What needs to be done
Set down the data again word for word. Skip any pictures.

Stored items
*** Begin section ***

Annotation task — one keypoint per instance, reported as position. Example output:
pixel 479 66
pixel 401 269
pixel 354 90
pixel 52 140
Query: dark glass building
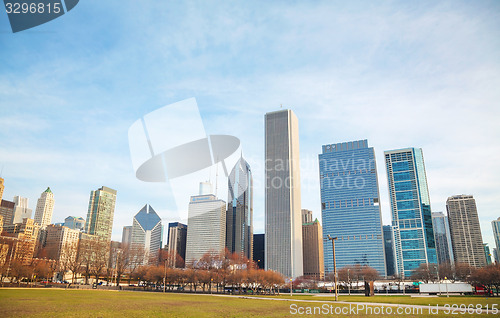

*** End section ***

Task output
Annotation task — one keypoint per instance, reported as position. Example output:
pixel 479 66
pixel 401 269
pixel 354 90
pixel 52 140
Query: dark glass building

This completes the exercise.